Action item
What must be handed in is the entire listing, exactly as written, with no pictures.

Record set
------------------------------

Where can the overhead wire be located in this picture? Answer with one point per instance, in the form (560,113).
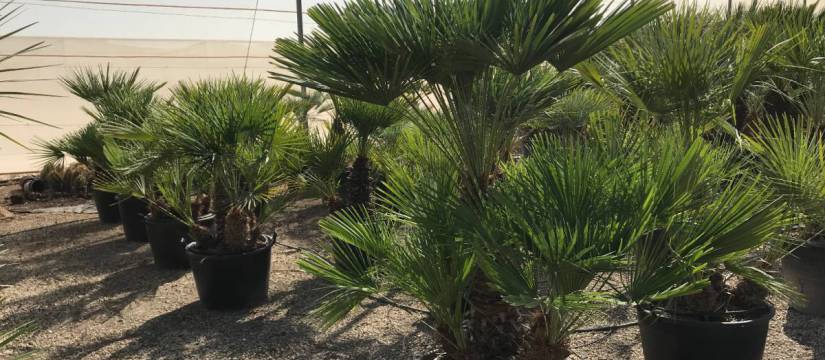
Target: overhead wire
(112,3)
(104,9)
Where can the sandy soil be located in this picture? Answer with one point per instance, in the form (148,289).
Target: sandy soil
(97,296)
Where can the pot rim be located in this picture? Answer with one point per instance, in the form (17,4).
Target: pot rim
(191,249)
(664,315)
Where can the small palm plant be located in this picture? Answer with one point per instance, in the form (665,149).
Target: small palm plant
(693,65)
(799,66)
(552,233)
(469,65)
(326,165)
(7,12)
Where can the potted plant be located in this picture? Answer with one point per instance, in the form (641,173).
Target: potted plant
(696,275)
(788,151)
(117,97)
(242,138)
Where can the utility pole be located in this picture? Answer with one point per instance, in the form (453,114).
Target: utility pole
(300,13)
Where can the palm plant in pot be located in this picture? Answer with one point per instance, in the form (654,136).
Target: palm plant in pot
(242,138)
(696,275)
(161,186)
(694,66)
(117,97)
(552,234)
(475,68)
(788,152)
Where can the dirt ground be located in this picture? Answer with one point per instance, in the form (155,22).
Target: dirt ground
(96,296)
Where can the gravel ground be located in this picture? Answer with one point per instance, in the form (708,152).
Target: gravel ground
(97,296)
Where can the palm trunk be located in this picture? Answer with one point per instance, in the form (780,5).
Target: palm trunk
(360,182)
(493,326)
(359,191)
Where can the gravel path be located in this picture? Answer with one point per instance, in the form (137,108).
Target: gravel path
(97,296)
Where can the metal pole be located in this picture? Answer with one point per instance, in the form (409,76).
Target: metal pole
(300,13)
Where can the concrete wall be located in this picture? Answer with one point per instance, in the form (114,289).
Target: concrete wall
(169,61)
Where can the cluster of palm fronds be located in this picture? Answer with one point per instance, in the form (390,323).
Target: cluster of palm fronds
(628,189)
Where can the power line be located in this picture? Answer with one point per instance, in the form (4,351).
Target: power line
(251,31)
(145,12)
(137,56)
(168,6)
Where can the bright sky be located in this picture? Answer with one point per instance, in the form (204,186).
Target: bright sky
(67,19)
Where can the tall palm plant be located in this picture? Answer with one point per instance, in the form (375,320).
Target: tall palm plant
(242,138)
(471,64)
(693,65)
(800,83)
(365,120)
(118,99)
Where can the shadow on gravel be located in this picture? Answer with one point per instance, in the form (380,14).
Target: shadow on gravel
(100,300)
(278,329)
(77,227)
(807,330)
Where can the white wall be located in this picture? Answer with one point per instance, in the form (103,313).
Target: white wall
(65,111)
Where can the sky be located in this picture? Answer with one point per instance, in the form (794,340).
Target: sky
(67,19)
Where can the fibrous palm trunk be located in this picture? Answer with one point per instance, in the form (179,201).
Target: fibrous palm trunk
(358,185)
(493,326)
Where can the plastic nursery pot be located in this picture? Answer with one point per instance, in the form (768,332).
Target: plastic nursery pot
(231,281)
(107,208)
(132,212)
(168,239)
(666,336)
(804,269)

------------------------------

Reply
Where can the overhead wire be located in this picture? Answer with one point per instance, in the form (560,113).
Target: overhead wire
(112,3)
(104,9)
Where can the sandy soil be located in this picture? Answer with one point per instance, in the form (148,289).
Target: sandy soil
(97,296)
Where can the pot rim be located in this picture? Answer with one point per instance, in the form (17,4).
Target: pot rim
(191,249)
(664,315)
Where can the small palm plant be located in this picture? Answer with one point per instance, in the form (665,149).
Target: small palm plant
(693,65)
(799,66)
(552,233)
(469,65)
(326,165)
(7,12)
Where can the potted plant be located in this picture? Answer with one point per instance, in the form (641,173).
Target: potted plant
(696,275)
(788,151)
(117,97)
(242,138)
Where can the utility pole be located in this picture? Answer with one point per instance, in the form (453,114).
Target: utility pole
(300,13)
Where can the palm plant in pot be located in this picture? Answer with one point per instance, in the form (654,136).
Target: palm plant in pot
(242,138)
(696,275)
(161,186)
(694,66)
(117,97)
(552,234)
(475,68)
(788,152)
Where can the dirt ground be located in this picture? Answer with one point per instance, in the form (155,22).
Target: dirt ground
(96,296)
Where can the gravel ground be located in this picture? Answer with one point per instance, in the form (708,152).
Target: gravel ground
(97,296)
Where can the palm trunk be located in this picture? Answer with one point per instance, in the form (780,5).
Target: palm trunk
(360,182)
(493,326)
(359,191)
Where can the gravel path be located in this picture? Answer with one point per instance, in the form (137,108).
Target: gravel path
(97,296)
Where can the metal pole be located in this picture? Answer with one point per instance, in the form (409,76).
Target: metal pole
(300,13)
Where can the concrete wall be located in this picture? Answer with one point per instance, in the form (114,289).
Target: concrete wall
(169,61)
Where can the cluster of palm fronds be located in this picture? Answer with one point per instance, in the form (390,323).
Target: cluster of palm fronds
(628,189)
Where can the power line be located in this picture? Answer with one point per instance, in the form (4,351).
Target: power line
(251,31)
(145,12)
(137,56)
(168,6)
Where can the bright sky be located in this picture? Answer with one point per instance, in the form (204,186).
Target: bright sky
(67,19)
Where can the tall palm plant be located in this picture? Answer with one point per instance, in the form (375,320).
Target: tall palm plant
(242,138)
(471,64)
(693,65)
(800,83)
(365,120)
(118,99)
Where can the shadow on gravel be located in this picture? Answer with one point per instance, in the form (380,14).
Target: shadow on gravel
(100,300)
(278,329)
(77,227)
(807,330)
Where can the white wall be located in this picture? Answer with one point per instance, in the form (103,313).
Target: white wall
(65,111)
Where can the sky be located in this picture? Answer with one point per instance, in the form (794,340).
Target: sky
(67,19)
Where can the fibrous palm trunk be located in this picture? Answer with one point per instance, in the form (179,201).
Target: fibrous palm trunk
(358,185)
(493,326)
Where can the plastic nursery pot be located in this picture? Answer with one point per instance, in the form (768,332).
Target: plastic nursery pot
(231,281)
(107,208)
(132,212)
(168,239)
(666,336)
(804,269)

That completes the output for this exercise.